From the line containing "Target: white wheel rim" down to the last line of the data, output each line word for word and include nothing else.

[Material for the task]
Content starts

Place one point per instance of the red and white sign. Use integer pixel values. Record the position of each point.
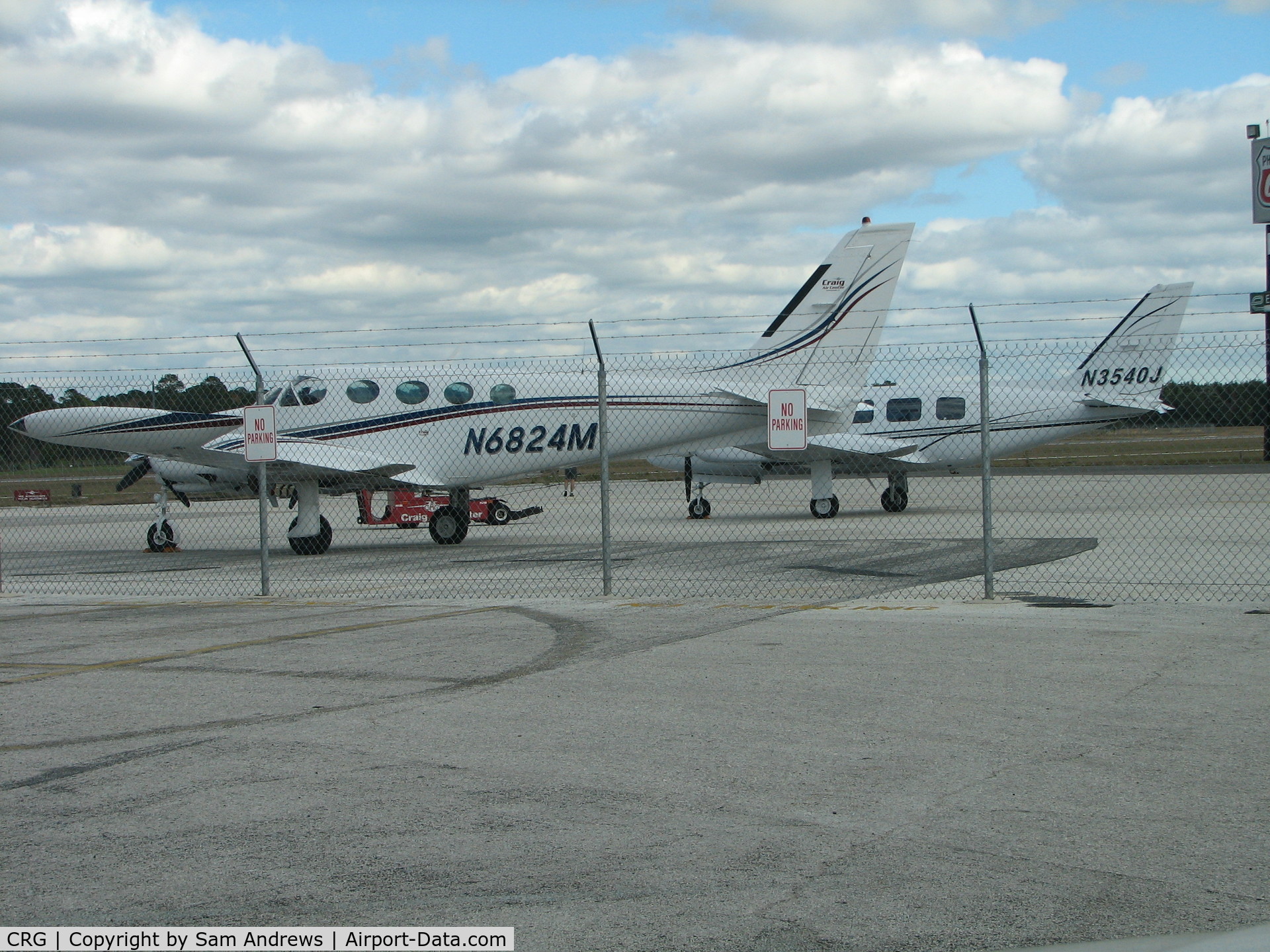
(786, 419)
(259, 434)
(1261, 180)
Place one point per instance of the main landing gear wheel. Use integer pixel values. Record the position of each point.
(447, 526)
(894, 500)
(825, 508)
(161, 539)
(312, 545)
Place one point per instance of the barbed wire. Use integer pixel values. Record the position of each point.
(1010, 349)
(544, 321)
(398, 344)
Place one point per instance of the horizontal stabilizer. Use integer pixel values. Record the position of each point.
(1128, 403)
(845, 448)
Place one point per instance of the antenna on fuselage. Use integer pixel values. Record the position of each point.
(255, 368)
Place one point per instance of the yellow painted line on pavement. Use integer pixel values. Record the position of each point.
(251, 643)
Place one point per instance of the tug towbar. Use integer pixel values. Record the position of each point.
(328, 938)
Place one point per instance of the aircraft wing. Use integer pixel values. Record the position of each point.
(299, 460)
(308, 460)
(846, 448)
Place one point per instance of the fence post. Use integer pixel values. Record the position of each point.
(262, 480)
(605, 541)
(986, 455)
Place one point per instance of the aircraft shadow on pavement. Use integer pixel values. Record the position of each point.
(808, 568)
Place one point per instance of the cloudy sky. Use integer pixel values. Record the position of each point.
(499, 171)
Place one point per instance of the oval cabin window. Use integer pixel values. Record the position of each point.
(362, 391)
(413, 391)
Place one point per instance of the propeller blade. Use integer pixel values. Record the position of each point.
(135, 474)
(182, 496)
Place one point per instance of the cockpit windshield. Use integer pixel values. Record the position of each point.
(302, 391)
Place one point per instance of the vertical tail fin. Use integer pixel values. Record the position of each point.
(1130, 365)
(827, 333)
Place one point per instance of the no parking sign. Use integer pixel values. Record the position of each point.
(786, 419)
(259, 434)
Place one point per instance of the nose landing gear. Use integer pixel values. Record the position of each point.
(161, 535)
(825, 508)
(894, 498)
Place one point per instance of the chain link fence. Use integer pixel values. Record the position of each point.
(1090, 502)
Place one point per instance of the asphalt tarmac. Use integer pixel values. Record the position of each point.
(1096, 536)
(603, 775)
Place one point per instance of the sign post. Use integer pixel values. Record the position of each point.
(261, 447)
(1259, 302)
(786, 419)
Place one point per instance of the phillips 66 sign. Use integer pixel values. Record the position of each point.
(1261, 180)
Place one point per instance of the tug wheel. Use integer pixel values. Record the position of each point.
(447, 526)
(161, 539)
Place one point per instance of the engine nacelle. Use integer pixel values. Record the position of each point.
(190, 477)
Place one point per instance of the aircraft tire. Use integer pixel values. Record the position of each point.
(447, 526)
(160, 539)
(894, 500)
(829, 512)
(312, 545)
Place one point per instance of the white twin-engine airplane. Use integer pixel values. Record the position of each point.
(905, 429)
(452, 434)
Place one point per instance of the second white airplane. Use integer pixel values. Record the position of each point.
(917, 427)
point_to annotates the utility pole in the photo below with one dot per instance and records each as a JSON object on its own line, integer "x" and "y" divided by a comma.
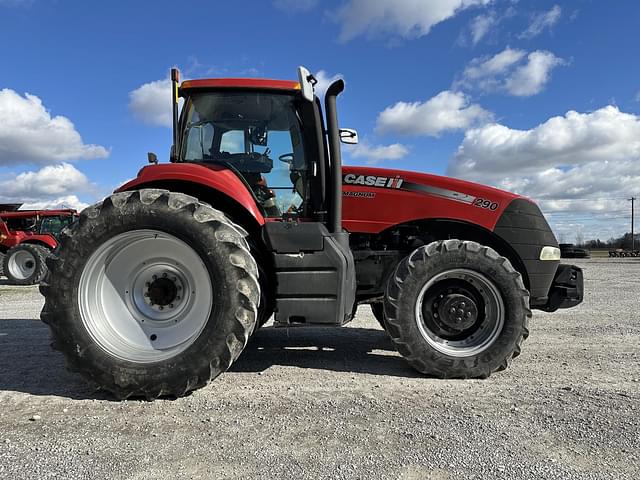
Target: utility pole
{"x": 633, "y": 243}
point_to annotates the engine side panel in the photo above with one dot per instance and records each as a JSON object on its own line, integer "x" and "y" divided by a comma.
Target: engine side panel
{"x": 375, "y": 199}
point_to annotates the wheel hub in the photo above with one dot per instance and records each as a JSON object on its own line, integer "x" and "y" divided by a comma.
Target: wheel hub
{"x": 460, "y": 312}
{"x": 457, "y": 312}
{"x": 163, "y": 291}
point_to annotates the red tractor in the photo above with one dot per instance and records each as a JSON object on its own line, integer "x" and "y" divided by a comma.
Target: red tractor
{"x": 26, "y": 238}
{"x": 157, "y": 289}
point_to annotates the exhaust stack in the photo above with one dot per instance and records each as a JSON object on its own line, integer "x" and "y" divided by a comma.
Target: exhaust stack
{"x": 333, "y": 134}
{"x": 175, "y": 82}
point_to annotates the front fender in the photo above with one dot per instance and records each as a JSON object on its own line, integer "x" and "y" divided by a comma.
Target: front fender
{"x": 212, "y": 177}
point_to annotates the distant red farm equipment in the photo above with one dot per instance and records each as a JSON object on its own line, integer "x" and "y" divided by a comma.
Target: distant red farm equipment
{"x": 26, "y": 238}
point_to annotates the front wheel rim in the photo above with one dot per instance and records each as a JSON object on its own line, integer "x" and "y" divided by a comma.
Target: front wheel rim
{"x": 22, "y": 265}
{"x": 451, "y": 289}
{"x": 145, "y": 296}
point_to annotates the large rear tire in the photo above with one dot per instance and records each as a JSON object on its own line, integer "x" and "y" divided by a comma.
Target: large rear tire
{"x": 457, "y": 309}
{"x": 25, "y": 264}
{"x": 151, "y": 293}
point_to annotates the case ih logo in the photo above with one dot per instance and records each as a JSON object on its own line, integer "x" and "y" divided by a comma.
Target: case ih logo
{"x": 372, "y": 181}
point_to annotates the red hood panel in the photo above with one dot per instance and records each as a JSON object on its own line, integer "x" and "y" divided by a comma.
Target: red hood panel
{"x": 375, "y": 199}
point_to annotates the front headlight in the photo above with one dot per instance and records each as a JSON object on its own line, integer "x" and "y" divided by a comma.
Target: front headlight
{"x": 550, "y": 253}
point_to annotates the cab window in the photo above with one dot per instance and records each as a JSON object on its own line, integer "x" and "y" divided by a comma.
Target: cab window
{"x": 258, "y": 135}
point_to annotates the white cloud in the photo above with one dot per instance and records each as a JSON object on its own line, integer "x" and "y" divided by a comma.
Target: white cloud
{"x": 378, "y": 153}
{"x": 580, "y": 166}
{"x": 511, "y": 71}
{"x": 30, "y": 134}
{"x": 403, "y": 18}
{"x": 530, "y": 79}
{"x": 151, "y": 103}
{"x": 50, "y": 186}
{"x": 295, "y": 6}
{"x": 480, "y": 26}
{"x": 542, "y": 21}
{"x": 445, "y": 112}
{"x": 324, "y": 80}
{"x": 70, "y": 201}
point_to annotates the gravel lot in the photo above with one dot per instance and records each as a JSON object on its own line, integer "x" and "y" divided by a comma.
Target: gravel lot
{"x": 340, "y": 403}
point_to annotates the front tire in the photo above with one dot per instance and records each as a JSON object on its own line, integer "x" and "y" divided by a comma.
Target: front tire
{"x": 457, "y": 309}
{"x": 378, "y": 312}
{"x": 151, "y": 293}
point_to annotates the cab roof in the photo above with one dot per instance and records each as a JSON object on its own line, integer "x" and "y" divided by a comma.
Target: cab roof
{"x": 35, "y": 213}
{"x": 248, "y": 83}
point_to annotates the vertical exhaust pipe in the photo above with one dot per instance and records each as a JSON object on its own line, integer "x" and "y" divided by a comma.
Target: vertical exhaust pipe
{"x": 333, "y": 134}
{"x": 175, "y": 82}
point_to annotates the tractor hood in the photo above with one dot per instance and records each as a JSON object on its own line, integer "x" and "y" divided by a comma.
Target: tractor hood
{"x": 375, "y": 199}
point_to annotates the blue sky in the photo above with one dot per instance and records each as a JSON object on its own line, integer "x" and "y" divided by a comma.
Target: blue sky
{"x": 464, "y": 87}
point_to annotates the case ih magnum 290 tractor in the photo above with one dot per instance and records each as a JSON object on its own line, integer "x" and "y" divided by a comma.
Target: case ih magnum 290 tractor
{"x": 26, "y": 238}
{"x": 157, "y": 289}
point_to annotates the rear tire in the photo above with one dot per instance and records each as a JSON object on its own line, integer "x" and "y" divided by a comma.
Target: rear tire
{"x": 138, "y": 336}
{"x": 488, "y": 299}
{"x": 25, "y": 264}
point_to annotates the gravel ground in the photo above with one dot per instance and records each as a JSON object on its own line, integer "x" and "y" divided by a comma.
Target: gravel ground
{"x": 341, "y": 403}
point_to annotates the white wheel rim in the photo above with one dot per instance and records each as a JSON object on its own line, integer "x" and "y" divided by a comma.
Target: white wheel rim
{"x": 22, "y": 264}
{"x": 145, "y": 296}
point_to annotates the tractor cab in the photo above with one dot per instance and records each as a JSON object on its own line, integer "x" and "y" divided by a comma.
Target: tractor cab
{"x": 259, "y": 136}
{"x": 271, "y": 134}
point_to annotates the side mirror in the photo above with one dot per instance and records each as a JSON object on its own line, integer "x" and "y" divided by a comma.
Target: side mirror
{"x": 307, "y": 81}
{"x": 348, "y": 136}
{"x": 259, "y": 136}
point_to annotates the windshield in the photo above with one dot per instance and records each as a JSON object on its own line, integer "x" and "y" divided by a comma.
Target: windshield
{"x": 54, "y": 225}
{"x": 256, "y": 134}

Content ends

[Solution to this exercise]
Target: white wheel rim
{"x": 22, "y": 264}
{"x": 145, "y": 296}
point_to annotates the tractor cab in the photo above with one dot per instance and records each as a JSON object on its own line, integer "x" and "y" divided by a comma.
Target: tractor cab
{"x": 259, "y": 136}
{"x": 271, "y": 134}
point_to annotates the side mirror in the photo above with one dot per instance and records each as a JSON object on its own line, integer "x" and "y" divided by a comma.
Target: side mirror
{"x": 307, "y": 81}
{"x": 348, "y": 136}
{"x": 259, "y": 136}
point_to annotates the windshield in the photo above with one dot per instance and records each as a JSON object on its own line, integer "x" and "y" divided by a comma.
Target: windshield
{"x": 54, "y": 225}
{"x": 256, "y": 134}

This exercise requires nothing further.